__TASK OBJECTIVE__:
Print every line of the records below verbatim, leaving out the pictures.

#### SUPPLIED DATA

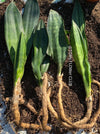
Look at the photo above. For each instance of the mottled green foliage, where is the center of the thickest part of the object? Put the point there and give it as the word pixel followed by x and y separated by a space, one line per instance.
pixel 79 46
pixel 58 43
pixel 40 61
pixel 30 20
pixel 18 31
pixel 13 29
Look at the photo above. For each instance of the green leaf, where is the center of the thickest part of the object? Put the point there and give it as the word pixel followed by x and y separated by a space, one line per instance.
pixel 30 20
pixel 20 58
pixel 78 18
pixel 79 47
pixel 13 29
pixel 40 44
pixel 58 43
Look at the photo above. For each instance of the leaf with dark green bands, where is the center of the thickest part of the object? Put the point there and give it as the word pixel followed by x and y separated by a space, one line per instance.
pixel 13 29
pixel 20 58
pixel 80 57
pixel 30 20
pixel 58 43
pixel 40 44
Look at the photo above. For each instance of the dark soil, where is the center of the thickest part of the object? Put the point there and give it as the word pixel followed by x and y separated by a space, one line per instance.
pixel 74 97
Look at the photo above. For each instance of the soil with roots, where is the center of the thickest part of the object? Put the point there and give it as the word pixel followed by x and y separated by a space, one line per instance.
pixel 74 96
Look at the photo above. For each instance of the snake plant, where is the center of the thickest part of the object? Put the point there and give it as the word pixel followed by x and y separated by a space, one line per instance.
pixel 18 33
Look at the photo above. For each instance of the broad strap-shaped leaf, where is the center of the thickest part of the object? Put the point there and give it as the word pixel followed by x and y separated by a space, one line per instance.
pixel 78 18
pixel 20 58
pixel 40 44
pixel 13 29
pixel 80 57
pixel 58 43
pixel 30 20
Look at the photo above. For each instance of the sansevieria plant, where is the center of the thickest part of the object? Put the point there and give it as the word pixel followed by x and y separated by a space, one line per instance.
pixel 40 64
pixel 18 33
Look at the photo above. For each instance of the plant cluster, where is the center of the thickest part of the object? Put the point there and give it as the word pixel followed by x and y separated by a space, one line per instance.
pixel 26 32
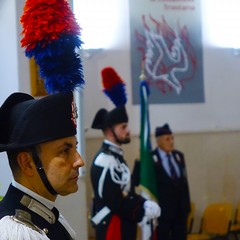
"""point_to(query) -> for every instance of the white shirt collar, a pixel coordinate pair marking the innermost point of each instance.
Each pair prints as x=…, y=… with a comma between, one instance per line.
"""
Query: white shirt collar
x=41, y=199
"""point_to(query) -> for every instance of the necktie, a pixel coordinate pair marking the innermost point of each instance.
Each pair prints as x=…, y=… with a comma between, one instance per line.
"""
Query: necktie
x=171, y=167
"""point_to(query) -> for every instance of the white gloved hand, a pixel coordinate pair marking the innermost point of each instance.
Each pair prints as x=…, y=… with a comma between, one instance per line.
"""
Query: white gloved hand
x=152, y=209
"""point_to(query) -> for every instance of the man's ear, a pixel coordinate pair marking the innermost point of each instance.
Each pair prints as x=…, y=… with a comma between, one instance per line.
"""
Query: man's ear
x=26, y=163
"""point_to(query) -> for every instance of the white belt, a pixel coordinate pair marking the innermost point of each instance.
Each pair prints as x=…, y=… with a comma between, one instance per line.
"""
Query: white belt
x=100, y=215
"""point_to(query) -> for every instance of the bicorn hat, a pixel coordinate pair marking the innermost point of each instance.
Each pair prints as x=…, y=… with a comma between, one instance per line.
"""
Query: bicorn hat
x=25, y=121
x=114, y=88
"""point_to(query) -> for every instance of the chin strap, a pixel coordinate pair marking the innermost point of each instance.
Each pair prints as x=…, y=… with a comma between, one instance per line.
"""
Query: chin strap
x=41, y=171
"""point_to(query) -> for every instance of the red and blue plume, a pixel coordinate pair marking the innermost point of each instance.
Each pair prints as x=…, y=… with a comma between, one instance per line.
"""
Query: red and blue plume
x=51, y=35
x=113, y=86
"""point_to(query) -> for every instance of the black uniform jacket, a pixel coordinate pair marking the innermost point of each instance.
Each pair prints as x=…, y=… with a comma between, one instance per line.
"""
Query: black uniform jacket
x=173, y=194
x=11, y=202
x=111, y=181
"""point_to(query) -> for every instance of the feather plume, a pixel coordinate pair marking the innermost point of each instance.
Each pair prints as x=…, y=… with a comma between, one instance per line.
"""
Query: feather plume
x=113, y=86
x=52, y=36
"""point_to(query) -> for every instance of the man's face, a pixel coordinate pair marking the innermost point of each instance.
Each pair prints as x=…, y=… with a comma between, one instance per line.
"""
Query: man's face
x=122, y=133
x=166, y=142
x=61, y=162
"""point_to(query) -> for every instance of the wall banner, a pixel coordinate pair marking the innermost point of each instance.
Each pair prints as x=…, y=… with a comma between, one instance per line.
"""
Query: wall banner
x=166, y=38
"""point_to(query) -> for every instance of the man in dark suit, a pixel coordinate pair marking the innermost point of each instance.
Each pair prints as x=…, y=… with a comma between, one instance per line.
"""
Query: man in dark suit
x=174, y=197
x=39, y=138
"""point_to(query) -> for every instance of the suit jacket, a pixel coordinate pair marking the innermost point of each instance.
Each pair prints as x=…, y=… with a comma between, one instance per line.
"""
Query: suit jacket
x=173, y=194
x=12, y=201
x=109, y=174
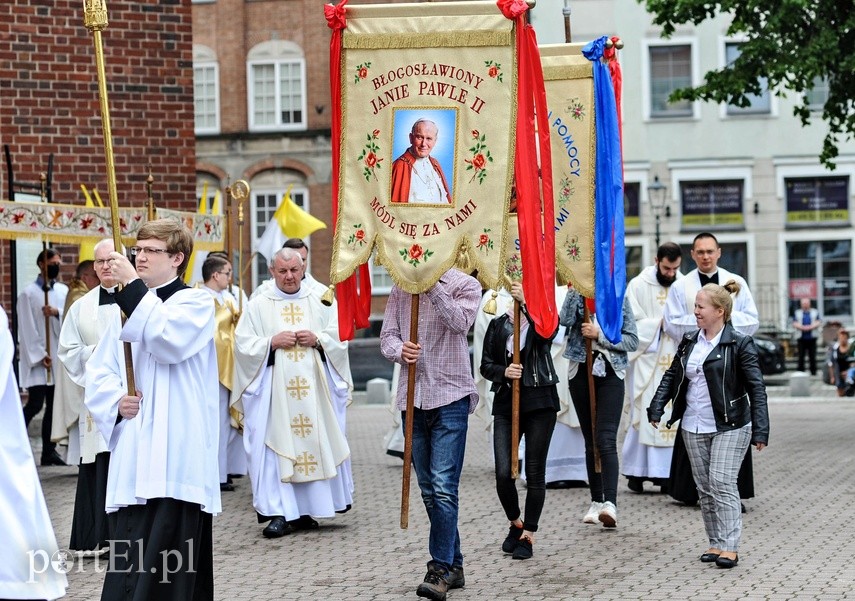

########

__ANSWER BELOW__:
Look at the photo above. For each instance of the mottled green foliage, where is the center of the thickest part of the object? Put the point there and give it as the word pixel followed by x and y separated by a space, one line per instance.
pixel 79 46
pixel 58 43
pixel 40 61
pixel 30 20
pixel 18 31
pixel 13 29
Look at the photo above. For each instance of the green leaf, where is the center of the thickest part of the object? Put the point there and give it as the word pixel followed by x and y separated by a space, one line per instance.
pixel 30 20
pixel 20 58
pixel 78 18
pixel 79 47
pixel 13 29
pixel 40 44
pixel 58 43
Look at the photo above. For each instance of the leaf with dark green bands, where is the center of the thickest part of the object? Put the point there and give it as the word pixel followed by x and y separated by a space, one line per instance.
pixel 13 29
pixel 20 58
pixel 80 57
pixel 30 20
pixel 58 43
pixel 40 44
Look at the photo above. For each instance of the dark soil, where is the center of the thickest part of the object? Put the point there and give it as the word pixel followed by x and y separated by a space, one line per instance.
pixel 74 97
Look at the photo above. For each instance of the soil with roots, where is the center of the thickest part of the object? Put the point there and give it as the word pixel followed by x and y separated by a space, one line per instance.
pixel 74 96
Look at the photo above. For each instance of the snake plant, where is the center of the thickest part of the object? Put the point there and give it as the word pixel followed by x and y separated by a space, one line per instance.
pixel 18 33
Look at the photo above. For each instance of the broad strap-shaped leaf, where is the center of the thickest part of the object? Put the point there and give it as the word pixel followed by x and y separated by a space, one line per instance.
pixel 78 18
pixel 20 58
pixel 40 44
pixel 13 29
pixel 80 57
pixel 58 43
pixel 30 20
Look at the photo above. For each instance of the sansevieria plant, where is the center of the thickest part of the object? Put the point there and give it as the word pixel followed by x and y separated by a space, one line per instance.
pixel 40 64
pixel 18 33
Look at the photo above. For each instance of the plant cluster, where is the center of the thickest part of the object? Put the point there and give it as the word pixel followed by x and y separated by a space, one line per instance.
pixel 26 32
"""point_to(query) -> for every instance of the white shirt collar, a pixel coordinate pair marking the innermost point of each instance.
Each pair prints as x=…, y=… with a comma between, one instance per line.
"""
Query: white shirt collar
x=41, y=199
"""point_to(query) -> for every instance of the necktie, a pixel coordinate pair marking the innermost point of each instance.
Each pair prints as x=…, y=… with a comma between, one instance per line.
"""
Query: necktie
x=171, y=167
"""point_to(query) -> for every instance of the white gloved hand, a pixel coordinate pair marking the innermost point of each instance.
Each pair prints as x=…, y=… with a comma between, one instance per line.
"""
Query: white gloved hand
x=152, y=209
"""point_to(query) -> for every instance of the man's ear, a pixel coordinate pair marking the innermost point of each instance.
Each pair prints as x=…, y=… with a comma between, one instance per line.
"""
Query: man's ear
x=26, y=163
"""point_to(query) -> for every instance of the white belt, a pixel coordinate pair marking the innermost point of each instance.
Each pair prints as x=…, y=… with a comma between, one instance per line.
"""
Query: white belt
x=100, y=215
"""point_to(query) -> for every instance of the bicorn hat, a pixel coordinate pair marking the innermost point of each instance.
Each pair prints as x=…, y=… with a comma between, one instance per line.
"""
Query: bicorn hat
x=25, y=121
x=114, y=88
"""point_to(query) -> for every instance of the chin strap, a pixel coordinate pair marking the innermost point of each instance.
Each pair prints as x=…, y=… with a comma between, one instance per line.
"""
Query: chin strap
x=41, y=171
"""point_to(query) -> for every instance of the red and blue plume, a pixel coordinate pair marking the innermost point of each instance.
Each pair prints as x=…, y=… with a comma between, one instance per line.
"""
Query: red and blue plume
x=51, y=35
x=113, y=86
"""point_to(query) -> for every instance of the black uniform jacket, a pixel coordinate pair marking the innermost point of each instance.
Each pair prints as x=…, y=… with a comma between, one instance per line.
"""
Query: black uniform jacket
x=173, y=194
x=11, y=202
x=111, y=181
"""point_to(query) -> for every instance of the feather plume, a pixel coordinate pair marking the innermost point of each instance.
Each pair prints as x=…, y=… with a comma between, one instance per line.
"""
Query: feather plume
x=113, y=86
x=52, y=36
"""point_to(query) -> for every instance of the man's face, a pixel coordinate pair marking the innermost point of each instance.
Each pair prints as x=…, y=… with a comma between, one instance per line.
"""
Query: man's face
x=122, y=133
x=166, y=142
x=61, y=162
"""point_to(query) -> for every instance of the wall banner, a pixel coordinate pair marking the innermost point of each instance.
Each pair prints as x=…, y=… with a comma between, one instance per line.
"""
Query: wall banner
x=166, y=38
"""point_to(query) -> for every instance of the man in dark suit, a pixel coordinate pair marking the innermost point of each instance.
Each pair prints as x=…, y=… with a comma between, one instance per line.
"""
Query: man in dark suit
x=174, y=197
x=39, y=138
"""point_to(query) -> for every instance of the suit jacket, a pixel coordinate pair marking the innermost point of each instance.
Each pair prints as x=…, y=… with a comma between, one instance per line.
"""
Query: suit jacket
x=173, y=194
x=12, y=201
x=109, y=174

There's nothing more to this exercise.